## Your assignment
Word for word, set down every line of the entries below from the line with "164L23 180L91 273L186" to the line with "Please refer to the photo above.", including both, and no other line.

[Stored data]
• • •
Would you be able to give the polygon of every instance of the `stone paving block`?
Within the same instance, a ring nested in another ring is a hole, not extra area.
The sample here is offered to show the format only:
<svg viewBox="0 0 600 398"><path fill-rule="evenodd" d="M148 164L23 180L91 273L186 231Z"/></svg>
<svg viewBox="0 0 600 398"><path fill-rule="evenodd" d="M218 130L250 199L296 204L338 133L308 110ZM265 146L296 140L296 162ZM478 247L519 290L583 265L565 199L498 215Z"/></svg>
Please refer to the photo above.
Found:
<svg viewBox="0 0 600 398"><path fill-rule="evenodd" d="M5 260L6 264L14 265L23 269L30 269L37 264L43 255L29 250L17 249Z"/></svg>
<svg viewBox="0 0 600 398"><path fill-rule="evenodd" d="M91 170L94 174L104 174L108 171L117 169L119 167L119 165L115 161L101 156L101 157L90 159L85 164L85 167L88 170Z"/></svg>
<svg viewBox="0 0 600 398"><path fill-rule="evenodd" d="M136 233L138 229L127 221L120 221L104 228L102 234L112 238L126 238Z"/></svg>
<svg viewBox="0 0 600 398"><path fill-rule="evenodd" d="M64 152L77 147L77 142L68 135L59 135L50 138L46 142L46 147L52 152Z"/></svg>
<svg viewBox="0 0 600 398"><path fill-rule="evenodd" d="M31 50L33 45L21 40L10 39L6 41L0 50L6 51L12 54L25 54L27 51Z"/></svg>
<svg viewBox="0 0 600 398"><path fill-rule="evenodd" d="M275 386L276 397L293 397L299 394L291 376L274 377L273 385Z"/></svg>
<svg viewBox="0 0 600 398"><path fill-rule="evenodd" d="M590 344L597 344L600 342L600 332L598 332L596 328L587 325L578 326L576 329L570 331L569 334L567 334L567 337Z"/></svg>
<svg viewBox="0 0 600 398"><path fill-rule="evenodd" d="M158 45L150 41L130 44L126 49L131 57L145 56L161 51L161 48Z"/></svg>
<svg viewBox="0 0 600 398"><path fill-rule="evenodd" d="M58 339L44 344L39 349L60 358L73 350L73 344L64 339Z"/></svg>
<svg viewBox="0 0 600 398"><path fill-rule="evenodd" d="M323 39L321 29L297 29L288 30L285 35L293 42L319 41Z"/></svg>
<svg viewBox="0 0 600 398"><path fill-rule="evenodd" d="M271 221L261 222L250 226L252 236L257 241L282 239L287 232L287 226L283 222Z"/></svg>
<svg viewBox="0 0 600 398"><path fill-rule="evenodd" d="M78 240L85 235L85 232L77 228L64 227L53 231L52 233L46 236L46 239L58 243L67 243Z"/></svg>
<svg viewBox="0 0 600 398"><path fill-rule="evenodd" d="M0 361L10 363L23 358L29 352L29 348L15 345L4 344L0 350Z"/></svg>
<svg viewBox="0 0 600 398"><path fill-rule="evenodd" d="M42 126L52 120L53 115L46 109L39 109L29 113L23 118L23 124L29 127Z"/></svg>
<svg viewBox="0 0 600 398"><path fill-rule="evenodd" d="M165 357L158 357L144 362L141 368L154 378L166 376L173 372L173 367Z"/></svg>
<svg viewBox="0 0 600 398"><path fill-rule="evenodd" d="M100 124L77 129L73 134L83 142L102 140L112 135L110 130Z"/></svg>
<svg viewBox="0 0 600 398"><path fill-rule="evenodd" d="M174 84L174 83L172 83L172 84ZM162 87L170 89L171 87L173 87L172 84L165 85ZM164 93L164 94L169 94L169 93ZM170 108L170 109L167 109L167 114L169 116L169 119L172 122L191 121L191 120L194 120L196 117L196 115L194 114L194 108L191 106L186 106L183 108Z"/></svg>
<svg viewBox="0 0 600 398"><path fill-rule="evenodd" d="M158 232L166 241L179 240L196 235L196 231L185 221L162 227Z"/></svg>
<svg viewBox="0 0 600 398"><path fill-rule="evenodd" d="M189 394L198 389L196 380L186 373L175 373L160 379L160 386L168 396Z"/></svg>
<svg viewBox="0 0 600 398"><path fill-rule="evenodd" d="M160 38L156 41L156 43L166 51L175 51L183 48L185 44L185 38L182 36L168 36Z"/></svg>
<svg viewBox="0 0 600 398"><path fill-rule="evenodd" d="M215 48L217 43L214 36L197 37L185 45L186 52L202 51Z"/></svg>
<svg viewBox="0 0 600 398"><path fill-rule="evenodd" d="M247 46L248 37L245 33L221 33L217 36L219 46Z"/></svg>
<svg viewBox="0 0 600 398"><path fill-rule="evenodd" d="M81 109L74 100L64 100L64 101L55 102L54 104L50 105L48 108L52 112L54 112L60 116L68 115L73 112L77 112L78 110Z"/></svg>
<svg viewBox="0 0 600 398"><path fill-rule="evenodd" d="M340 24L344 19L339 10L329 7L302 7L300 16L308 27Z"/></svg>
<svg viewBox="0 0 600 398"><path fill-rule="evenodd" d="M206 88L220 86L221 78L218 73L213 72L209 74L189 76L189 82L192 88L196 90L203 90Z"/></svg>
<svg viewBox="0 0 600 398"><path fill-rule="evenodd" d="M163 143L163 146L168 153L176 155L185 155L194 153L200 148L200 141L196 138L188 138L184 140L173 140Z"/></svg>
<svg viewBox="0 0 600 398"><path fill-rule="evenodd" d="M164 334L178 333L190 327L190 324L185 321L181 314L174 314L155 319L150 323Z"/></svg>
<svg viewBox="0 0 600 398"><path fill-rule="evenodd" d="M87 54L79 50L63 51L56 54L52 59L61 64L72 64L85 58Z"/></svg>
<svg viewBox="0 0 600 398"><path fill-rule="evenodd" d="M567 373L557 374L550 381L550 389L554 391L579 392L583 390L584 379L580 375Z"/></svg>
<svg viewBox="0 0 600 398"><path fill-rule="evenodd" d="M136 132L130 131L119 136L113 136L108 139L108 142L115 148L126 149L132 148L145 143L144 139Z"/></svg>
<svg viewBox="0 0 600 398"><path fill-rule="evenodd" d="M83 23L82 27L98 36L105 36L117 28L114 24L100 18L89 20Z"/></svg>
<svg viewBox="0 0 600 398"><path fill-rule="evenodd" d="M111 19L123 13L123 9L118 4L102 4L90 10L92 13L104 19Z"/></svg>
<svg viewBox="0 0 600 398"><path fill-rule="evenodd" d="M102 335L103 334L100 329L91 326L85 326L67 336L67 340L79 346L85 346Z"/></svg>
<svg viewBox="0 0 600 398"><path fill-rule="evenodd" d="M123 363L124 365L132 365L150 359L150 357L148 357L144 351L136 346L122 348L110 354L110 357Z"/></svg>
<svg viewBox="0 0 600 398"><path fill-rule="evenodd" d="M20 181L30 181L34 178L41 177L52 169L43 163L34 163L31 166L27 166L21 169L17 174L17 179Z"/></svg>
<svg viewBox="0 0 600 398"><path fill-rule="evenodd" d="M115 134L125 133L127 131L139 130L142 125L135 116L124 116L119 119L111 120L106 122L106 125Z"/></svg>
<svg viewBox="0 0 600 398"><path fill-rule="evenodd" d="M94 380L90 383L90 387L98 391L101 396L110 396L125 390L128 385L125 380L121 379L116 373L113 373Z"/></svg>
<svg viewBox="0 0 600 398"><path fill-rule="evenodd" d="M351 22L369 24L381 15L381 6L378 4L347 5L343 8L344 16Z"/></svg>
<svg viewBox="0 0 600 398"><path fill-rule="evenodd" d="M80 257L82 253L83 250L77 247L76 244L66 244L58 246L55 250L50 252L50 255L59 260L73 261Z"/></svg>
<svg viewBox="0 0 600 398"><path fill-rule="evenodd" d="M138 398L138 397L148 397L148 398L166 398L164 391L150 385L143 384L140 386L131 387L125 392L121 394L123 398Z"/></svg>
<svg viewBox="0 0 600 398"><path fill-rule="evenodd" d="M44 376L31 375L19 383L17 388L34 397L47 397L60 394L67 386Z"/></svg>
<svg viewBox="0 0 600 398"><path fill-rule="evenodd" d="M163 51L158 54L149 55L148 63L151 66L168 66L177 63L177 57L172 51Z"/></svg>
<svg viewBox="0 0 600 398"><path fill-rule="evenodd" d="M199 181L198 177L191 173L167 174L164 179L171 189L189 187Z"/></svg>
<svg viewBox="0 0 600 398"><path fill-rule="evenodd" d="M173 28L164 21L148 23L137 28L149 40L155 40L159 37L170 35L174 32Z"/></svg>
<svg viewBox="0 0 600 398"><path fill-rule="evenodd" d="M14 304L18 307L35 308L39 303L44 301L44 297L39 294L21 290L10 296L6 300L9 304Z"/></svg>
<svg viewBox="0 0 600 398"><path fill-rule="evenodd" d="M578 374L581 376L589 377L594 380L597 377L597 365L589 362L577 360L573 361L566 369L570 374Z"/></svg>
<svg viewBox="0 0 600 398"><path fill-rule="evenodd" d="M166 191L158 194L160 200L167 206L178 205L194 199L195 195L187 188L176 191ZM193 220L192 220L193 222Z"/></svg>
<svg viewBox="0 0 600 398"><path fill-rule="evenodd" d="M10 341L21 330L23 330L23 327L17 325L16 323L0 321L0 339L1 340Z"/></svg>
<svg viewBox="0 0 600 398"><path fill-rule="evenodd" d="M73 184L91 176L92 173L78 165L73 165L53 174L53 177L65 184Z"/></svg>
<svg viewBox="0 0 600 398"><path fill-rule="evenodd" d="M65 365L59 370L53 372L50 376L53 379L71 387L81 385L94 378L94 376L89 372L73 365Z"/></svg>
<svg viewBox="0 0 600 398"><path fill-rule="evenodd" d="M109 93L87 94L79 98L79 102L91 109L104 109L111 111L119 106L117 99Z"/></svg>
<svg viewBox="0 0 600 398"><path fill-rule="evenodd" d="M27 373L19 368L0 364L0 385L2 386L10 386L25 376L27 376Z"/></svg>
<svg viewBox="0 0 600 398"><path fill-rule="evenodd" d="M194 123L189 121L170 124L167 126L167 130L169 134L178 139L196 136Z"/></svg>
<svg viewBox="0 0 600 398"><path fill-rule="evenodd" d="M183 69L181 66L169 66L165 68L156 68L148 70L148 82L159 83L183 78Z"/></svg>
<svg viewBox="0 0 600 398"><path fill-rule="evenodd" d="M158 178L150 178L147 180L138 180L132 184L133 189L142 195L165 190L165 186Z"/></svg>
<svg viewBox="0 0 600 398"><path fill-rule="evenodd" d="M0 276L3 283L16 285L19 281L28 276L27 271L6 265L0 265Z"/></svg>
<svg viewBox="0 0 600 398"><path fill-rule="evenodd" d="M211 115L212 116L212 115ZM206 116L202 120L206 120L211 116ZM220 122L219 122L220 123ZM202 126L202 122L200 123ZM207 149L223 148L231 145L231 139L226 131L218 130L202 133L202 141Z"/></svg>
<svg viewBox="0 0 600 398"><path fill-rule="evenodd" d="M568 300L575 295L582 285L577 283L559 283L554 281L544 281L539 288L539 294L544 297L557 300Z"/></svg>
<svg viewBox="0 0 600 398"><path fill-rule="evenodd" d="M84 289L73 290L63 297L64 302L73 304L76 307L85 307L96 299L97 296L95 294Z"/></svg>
• • •
## Your solution
<svg viewBox="0 0 600 398"><path fill-rule="evenodd" d="M148 164L23 180L91 273L186 231Z"/></svg>
<svg viewBox="0 0 600 398"><path fill-rule="evenodd" d="M218 130L250 199L296 204L338 133L308 110ZM265 146L296 140L296 162ZM478 247L519 290L583 265L565 199L498 215Z"/></svg>
Please refer to the photo above.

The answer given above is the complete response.